Pointing dataset excerpts
━━━━━━━━━━
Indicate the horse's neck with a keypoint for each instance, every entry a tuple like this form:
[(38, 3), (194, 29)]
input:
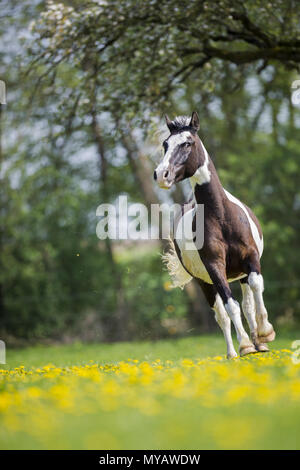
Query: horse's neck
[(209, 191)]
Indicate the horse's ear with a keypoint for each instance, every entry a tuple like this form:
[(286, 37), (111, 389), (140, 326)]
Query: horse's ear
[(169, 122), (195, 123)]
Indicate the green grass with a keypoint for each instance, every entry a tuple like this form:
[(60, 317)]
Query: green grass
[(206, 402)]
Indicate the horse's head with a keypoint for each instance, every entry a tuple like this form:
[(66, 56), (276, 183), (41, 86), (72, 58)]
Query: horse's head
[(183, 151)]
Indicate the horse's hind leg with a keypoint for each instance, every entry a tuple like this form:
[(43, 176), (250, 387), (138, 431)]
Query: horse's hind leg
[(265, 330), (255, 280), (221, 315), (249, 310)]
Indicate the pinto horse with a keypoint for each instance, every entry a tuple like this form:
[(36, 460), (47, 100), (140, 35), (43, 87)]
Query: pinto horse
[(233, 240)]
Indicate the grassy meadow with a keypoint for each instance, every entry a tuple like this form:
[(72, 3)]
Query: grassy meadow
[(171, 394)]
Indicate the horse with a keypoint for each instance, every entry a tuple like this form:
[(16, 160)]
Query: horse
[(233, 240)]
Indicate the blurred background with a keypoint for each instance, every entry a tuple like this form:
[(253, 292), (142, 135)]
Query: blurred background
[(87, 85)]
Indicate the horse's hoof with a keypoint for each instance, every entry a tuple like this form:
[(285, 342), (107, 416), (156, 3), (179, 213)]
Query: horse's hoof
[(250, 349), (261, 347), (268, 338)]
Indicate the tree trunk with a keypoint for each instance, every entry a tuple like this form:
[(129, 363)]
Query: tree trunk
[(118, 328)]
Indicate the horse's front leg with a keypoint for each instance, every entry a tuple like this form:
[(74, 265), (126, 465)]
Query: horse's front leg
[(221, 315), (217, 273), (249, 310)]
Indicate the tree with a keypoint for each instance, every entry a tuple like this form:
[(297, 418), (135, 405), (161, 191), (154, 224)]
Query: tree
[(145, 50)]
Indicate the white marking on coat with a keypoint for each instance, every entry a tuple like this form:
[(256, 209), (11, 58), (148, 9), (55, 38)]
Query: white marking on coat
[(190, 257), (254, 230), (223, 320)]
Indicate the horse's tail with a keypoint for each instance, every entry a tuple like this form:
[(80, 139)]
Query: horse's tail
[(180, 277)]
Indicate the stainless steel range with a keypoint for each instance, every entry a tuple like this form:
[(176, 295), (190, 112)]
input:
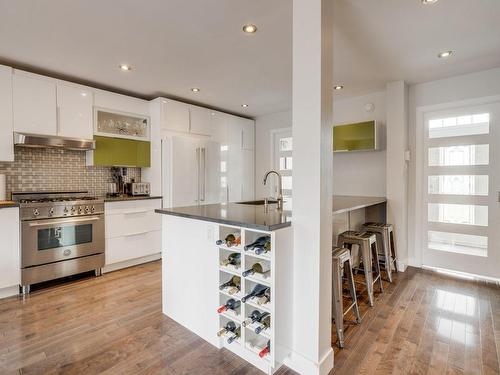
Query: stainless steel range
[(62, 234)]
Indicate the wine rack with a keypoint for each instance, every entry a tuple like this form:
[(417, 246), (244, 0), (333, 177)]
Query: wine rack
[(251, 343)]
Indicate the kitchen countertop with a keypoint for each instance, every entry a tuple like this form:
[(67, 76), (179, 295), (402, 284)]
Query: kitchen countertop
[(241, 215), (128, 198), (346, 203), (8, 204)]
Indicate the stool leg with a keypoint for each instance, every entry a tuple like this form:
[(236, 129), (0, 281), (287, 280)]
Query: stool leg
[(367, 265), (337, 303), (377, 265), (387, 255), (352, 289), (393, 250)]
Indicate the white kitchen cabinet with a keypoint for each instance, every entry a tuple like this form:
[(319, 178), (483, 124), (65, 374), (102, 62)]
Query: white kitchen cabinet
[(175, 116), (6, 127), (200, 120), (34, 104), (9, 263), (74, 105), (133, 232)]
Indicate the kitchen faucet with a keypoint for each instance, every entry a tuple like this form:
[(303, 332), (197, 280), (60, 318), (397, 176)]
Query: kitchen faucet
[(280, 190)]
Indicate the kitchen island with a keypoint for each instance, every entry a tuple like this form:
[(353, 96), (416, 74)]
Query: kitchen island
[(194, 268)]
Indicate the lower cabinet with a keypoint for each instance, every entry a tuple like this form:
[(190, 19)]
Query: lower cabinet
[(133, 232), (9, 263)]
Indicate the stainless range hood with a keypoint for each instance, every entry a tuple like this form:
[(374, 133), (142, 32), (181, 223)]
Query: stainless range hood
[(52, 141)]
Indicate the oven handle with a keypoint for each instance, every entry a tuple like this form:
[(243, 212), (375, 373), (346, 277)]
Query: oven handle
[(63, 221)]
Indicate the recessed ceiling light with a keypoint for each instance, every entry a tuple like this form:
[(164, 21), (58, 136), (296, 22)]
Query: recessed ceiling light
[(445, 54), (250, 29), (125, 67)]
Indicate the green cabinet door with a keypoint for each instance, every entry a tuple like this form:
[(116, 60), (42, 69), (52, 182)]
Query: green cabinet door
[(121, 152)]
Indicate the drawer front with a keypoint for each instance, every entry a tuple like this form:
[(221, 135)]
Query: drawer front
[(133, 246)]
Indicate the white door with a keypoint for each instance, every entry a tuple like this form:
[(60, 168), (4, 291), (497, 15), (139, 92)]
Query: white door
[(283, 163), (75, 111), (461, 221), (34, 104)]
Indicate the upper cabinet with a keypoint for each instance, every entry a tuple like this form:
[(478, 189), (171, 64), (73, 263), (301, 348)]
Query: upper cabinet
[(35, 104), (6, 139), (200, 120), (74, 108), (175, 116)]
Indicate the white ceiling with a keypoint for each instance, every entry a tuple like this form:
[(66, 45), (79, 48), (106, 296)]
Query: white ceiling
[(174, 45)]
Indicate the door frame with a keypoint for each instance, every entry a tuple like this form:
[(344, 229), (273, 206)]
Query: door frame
━━━━━━━━━━
Extract the full listing above line for line with no changes, and leave out the pictures.

**Written response:**
Indicate the horse's neck with a keypoint for each instance, every entry a tuple like this form:
[(38, 3), (194, 29)]
input:
Query: horse's neck
[(209, 191)]
Indicate the horse's ear with a keypoint for each instance, every entry a tuple like this form:
[(286, 37), (111, 389), (140, 326)]
Query: horse's ear
[(169, 122), (195, 123)]
Indicate the green grass with a keypoint for each instance, every entry a tuple like this form:
[(60, 317)]
Query: green grass
[(206, 402)]
Indicate the horse's head with a keypoint for each instance, every entry a tuple like this form:
[(66, 56), (276, 183), (41, 86), (72, 58)]
Query: horse's head
[(183, 151)]
Indicate the horse's hind leg with a keypoint for each instance, every entry a tuple like this form:
[(43, 176), (250, 387), (138, 431)]
Query: horse's hind leg
[(265, 330), (255, 280), (221, 315), (249, 310)]
Indicate the pinto horse with a keypoint for each instance, every entry a tuple like this form:
[(36, 460), (47, 100), (140, 35), (43, 87)]
Query: pinto horse
[(233, 240)]
Indicate the grassy meadow with a keypoint for each instance, every entry a tuple like this form:
[(72, 3)]
Query: grassy meadow
[(171, 394)]
Indicate the horse with a keypoint for each instance, every entry a tuple like this form:
[(16, 160)]
Query: horse
[(233, 240)]
Indicate the blurred background with a keypoint for each instance, every entry a tuple like this form:
[(253, 292), (142, 135)]
Query: blurred background
[(87, 85)]
Indicate the horse's hoof with a keypoint for each instance, every entry a tuple like this form:
[(285, 342), (107, 416), (156, 3), (179, 213)]
Query: horse's hoof
[(250, 349), (261, 347), (268, 338)]
Indicate the tree trunk with a keypoint for each instance, every entry a tuple like this form:
[(129, 363)]
Query: tree trunk
[(118, 328)]
Indicate the horse's front leg with a keypoint for each instance, every entry a tuple like this form:
[(74, 265), (126, 465)]
Query: horse's front leg
[(221, 315), (217, 273), (249, 310)]
Indicate the tree with a keypoint for each instance, every entry a tuple like this form:
[(297, 418), (135, 405), (161, 191), (154, 224)]
Query: tree
[(145, 50)]
Indicate the white marking on coat with a keypoint for each instance, every entry a tuple like this form:
[(256, 209), (11, 58), (148, 9), (55, 38)]
Query: white marking on coat
[(190, 257), (254, 230), (223, 320)]
Indicate the horse's tail with a keypoint for each instance, every entry a tuple like this form:
[(80, 139)]
Query: horse's tail
[(180, 277)]
Indicate the stainless steel range with a keypoint for each instance, every entry a tuple like this form:
[(176, 295), (190, 112)]
input:
Query: stainless steel range
[(62, 234)]
Indicate the wine rack with a keypoint for each instance, every entry a tuple like this form:
[(417, 246), (244, 0), (333, 177)]
Query: wine rack
[(251, 343)]
Indicate the kitchen countertop with a keypoint for each instance, every entry a tuple like this form:
[(67, 76), (179, 295), (402, 284)]
Query: kitchen countertop
[(241, 215), (128, 198), (346, 203), (8, 204)]
Indicate the stool leg with a keypoint for each instance, every entry a tuple like this form:
[(236, 129), (0, 281), (287, 280)]
Query: stool leg
[(367, 265), (337, 303), (377, 265), (387, 255), (352, 289), (393, 250)]
Indicate the white kitchen cabinet with a keypoint for each instance, every entry a tuple like this form:
[(319, 178), (483, 124), (65, 374), (102, 62)]
Query: white kitchen cabinet
[(175, 116), (6, 127), (200, 120), (34, 104), (9, 263), (74, 105), (133, 232)]
Indicate the kitchen faucet with a keypoint for each instance, every entry a tuple like this form:
[(303, 332), (197, 280), (60, 318), (397, 176)]
Query: kitchen faucet
[(280, 190)]
Indicate the kitchen island with a keypoint for each instance, every entry a tuple like this form:
[(353, 96), (416, 74)]
Query: kitchen island
[(194, 268)]
Indicate the lower cabinet with a keypoint for each instance, every entry a tuple like this form:
[(190, 19)]
Query: lower cabinet
[(133, 232), (9, 263)]
Indicate the stainless range hood with a keypoint for each instance, every entry a tuple like this form:
[(374, 133), (142, 32), (181, 223)]
Query: stainless range hood
[(52, 141)]
Indicate the oven handle with a keypoint for each instance, every entry a tuple like this form:
[(243, 212), (375, 373), (346, 277)]
Query: oven handle
[(63, 221)]
Indicate the recessed ceiling light with a keypoint for each instance, every entry a tuple like this form:
[(164, 21), (58, 136), (296, 22)]
Query: recessed ceiling light
[(445, 54), (250, 29), (125, 67)]
Indicate the green cabinet door with a keypoint for each instance, every entry a tuple like this form:
[(116, 60), (42, 69), (52, 182)]
Query: green cabinet door
[(121, 152)]
Indicate the drawer front with a keypoint for each instance, every entry a tuple like this form:
[(221, 135)]
Query: drawer front
[(133, 246)]
Indicate the white door with a keypoint for each instance, every entry a tuple like this form:
[(60, 168), (4, 291), (497, 15), (139, 92)]
Query: white door
[(283, 163), (75, 111), (461, 221), (34, 104)]
Indicate the upper cabinet with a keypoint for each instance, every entry a tuple like this form:
[(478, 189), (171, 64), (73, 263), (301, 348)]
Query: upper cabinet
[(35, 104), (6, 139), (200, 120), (74, 108), (175, 116)]
Indicate the white ceiling with a keypoint for each instance, every entry a tuple like this form:
[(66, 45), (79, 48), (106, 296)]
Query: white ceiling
[(174, 45)]
Indicate the door frame with a keypoint for each instance, every entry a tuple like this form:
[(344, 229), (273, 206)]
Query: door frame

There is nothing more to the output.